##### Supplied passage

Tuesday, March 13, 2012

Clean Slate


Well, it’s official: Shaking hands is bad for your health.
            The British Olympic Association’s chief medical officer said so. Infections are spread by shaking hands, he said, adding that if we are Olympic athletes, we could lose out on a medal by catching even a mild disease.
            It was all Saffy could do not to throw up as she read the article on her iPad. “It says here that dirty hands can transmit infections such as noroviruses and salmonella that cause diarrhoea and vomiting, rhinoviruses that can give you a cold, as well as viruses that cause flu and chickenpox!”
Saffy looked up, her eyes slightly crossed. “Oh my God, you can get chickenpox just by shaking someone’s hands? I feel sick.”
She immediately posted the article onto Facebook and for the rest of the day, would post extracts onto the walls of random friends.

##########
##### Information supplied

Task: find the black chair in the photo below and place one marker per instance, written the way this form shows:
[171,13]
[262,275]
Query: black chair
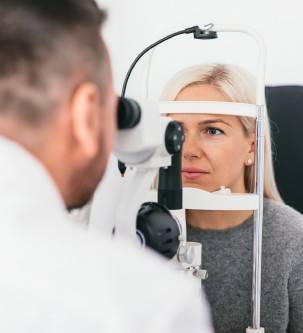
[285,107]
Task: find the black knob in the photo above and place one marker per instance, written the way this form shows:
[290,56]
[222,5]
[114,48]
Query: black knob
[158,229]
[129,113]
[174,137]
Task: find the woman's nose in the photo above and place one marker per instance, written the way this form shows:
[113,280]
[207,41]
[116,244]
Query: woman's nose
[191,148]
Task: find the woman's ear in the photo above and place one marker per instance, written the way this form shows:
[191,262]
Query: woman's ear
[250,158]
[85,118]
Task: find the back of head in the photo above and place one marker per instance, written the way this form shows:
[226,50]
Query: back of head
[42,55]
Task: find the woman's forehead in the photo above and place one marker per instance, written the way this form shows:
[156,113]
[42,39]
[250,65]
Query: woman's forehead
[202,92]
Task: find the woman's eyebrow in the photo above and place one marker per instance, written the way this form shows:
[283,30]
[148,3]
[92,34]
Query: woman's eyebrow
[212,121]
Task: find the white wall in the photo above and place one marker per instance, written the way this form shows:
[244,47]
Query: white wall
[133,24]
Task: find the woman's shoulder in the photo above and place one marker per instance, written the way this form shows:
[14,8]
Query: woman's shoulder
[281,219]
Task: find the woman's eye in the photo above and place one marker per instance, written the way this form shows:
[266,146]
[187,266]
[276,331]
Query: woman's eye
[213,131]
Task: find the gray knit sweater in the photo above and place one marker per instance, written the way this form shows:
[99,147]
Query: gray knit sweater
[227,256]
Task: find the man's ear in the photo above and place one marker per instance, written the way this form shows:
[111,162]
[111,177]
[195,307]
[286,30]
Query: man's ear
[84,111]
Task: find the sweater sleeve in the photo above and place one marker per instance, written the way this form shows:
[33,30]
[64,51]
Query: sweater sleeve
[295,290]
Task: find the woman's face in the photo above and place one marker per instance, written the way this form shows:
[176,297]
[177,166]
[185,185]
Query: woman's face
[216,149]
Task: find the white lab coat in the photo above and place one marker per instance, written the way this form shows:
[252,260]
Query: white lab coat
[55,277]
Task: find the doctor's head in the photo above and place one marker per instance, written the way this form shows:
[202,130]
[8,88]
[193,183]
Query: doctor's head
[56,93]
[219,150]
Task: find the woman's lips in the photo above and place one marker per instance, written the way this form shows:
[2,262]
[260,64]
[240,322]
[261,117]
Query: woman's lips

##########

## Your objective
Rewrite the Clean Slate passage starting at "Well, it’s official: Shaking" and ending at "of random friends.", changing "article" to "story".

## Response
Well, it’s official: Shaking hands is bad for your health.
            The British Olympic Association’s chief medical officer said so. Infections are spread by shaking hands, he said, adding that if we are Olympic athletes, we could lose out on a medal by catching even a mild disease.
            It was all Saffy could do not to throw up as she read the story on her iPad. “It says here that dirty hands can transmit infections such as noroviruses and salmonella that cause diarrhoea and vomiting, rhinoviruses that can give you a cold, as well as viruses that cause flu and chickenpox!”
Saffy looked up, her eyes slightly crossed. “Oh my God, you can get chickenpox just by shaking someone’s hands? I feel sick.”
She immediately posted the story onto Facebook and for the rest of the day, would post extracts onto the walls of random friends.